Цель задания: Переведите на английский язык предложение из фрагмента о религиозных метафорах ниже: «Перемена эта происходила, вероятно, главным образом на протяжении III и II тысячелетий».

Фрагмент текста:
▼▼▼

Первое, что бросается в глаза при переходе от религиозных материалов предыдущих периодов к религиозным материалам I тысячелетия, — это такие новые черты, как сосредоточенность на смерти и притупление чувств. Полную и исчерпывающую картину, разумеется, нельзя составить без учета множества других сложных и в определенном смысле весьма гибких тенденций развития — например, устойчивого стремления отождествлять богов со звездами. Необходимо принимать во внимание и огромную массу сохранившихся представлений, хотя она и очерчивается достаточно смутно.
Мы ограничимся кратким рассмотрением некоторых из модификаций, которым подвергаются основные религиозные метафоры предшествующих эпох, перешедшие и в I тысячелетие до н. э., продолжая служить как средства религиозного выражения.
Наиболее ранняя из таких метафор — метафора даятеля — в целом в значительной степени уступила место метафоре правителя с ее социальными и политическими задачами. Перемена эта происходила, вероятно, главным образом на протяжении III и II тысячелетий. Метафора даятеля в том виде, в каком она дошла до I тысячелетия, тяготеет к изображению нуминозной силы — бога — как должностного лица, отвечающего за явления природы, от которых зависело процветание человека. Примером могут служить две молитвы Саргона II из Ассирии: одна обращена к Эйе, которого он называет его шумерским эпитетом Nin-igi-kug, a другая — к Ададу. Первая молитва звучит так:
О Нин-иги-куг, всеведущий, создатель всего сущего,
для Саргона, владыки мира, царя Ассирии,
правителя Вавилона,
царя Шумера и Аккада, строителя твоего
святилища, отвори свой источник
(из пучины),
пусть твои ключи, принесут воды изобилия
и плодородия, оросят его поля!

▲▲▲

Исходные данные:
▼▼▼

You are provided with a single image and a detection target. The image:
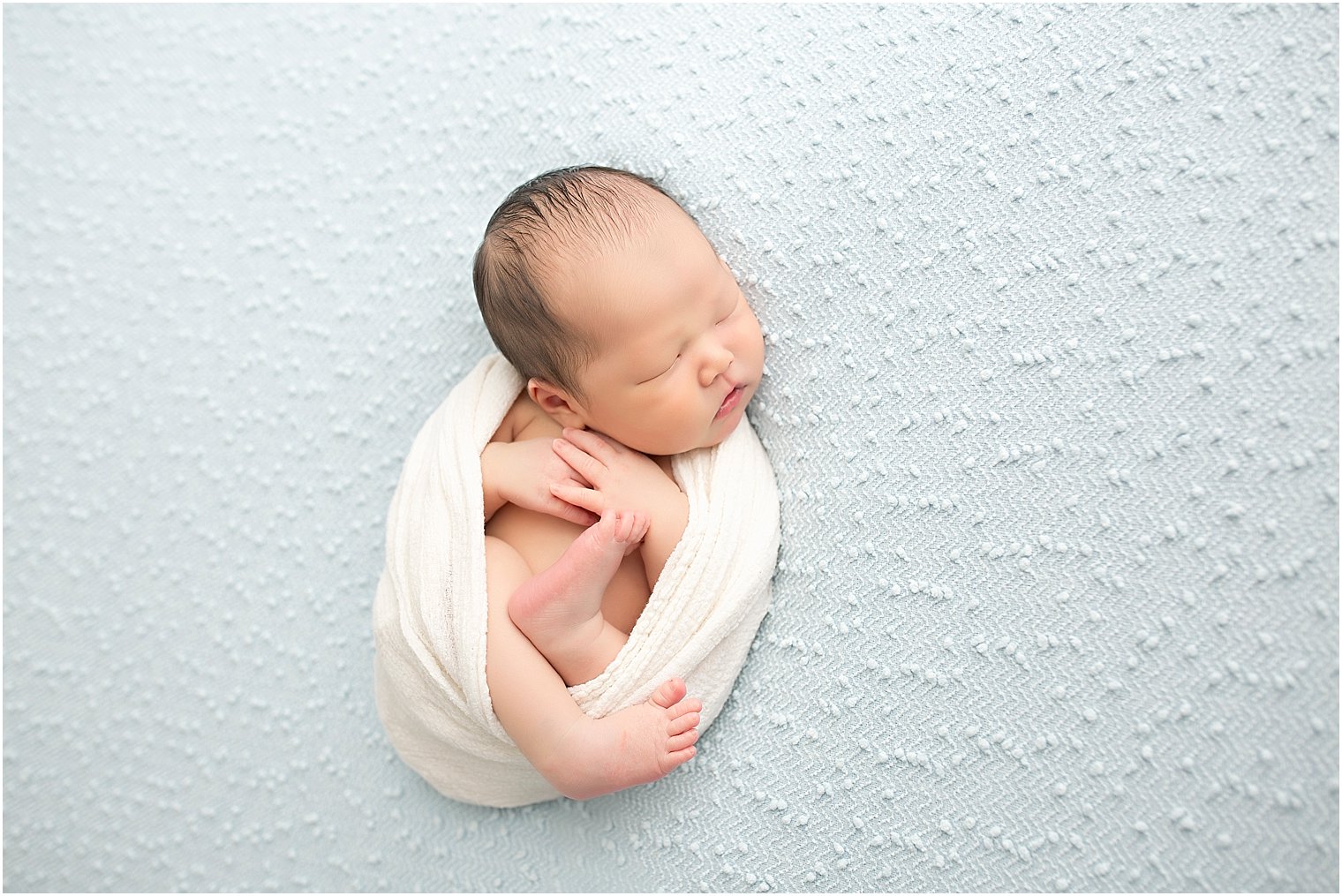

▲▲▲

Результат ниже: This change probably took place mainly over the course of the third and second millennia.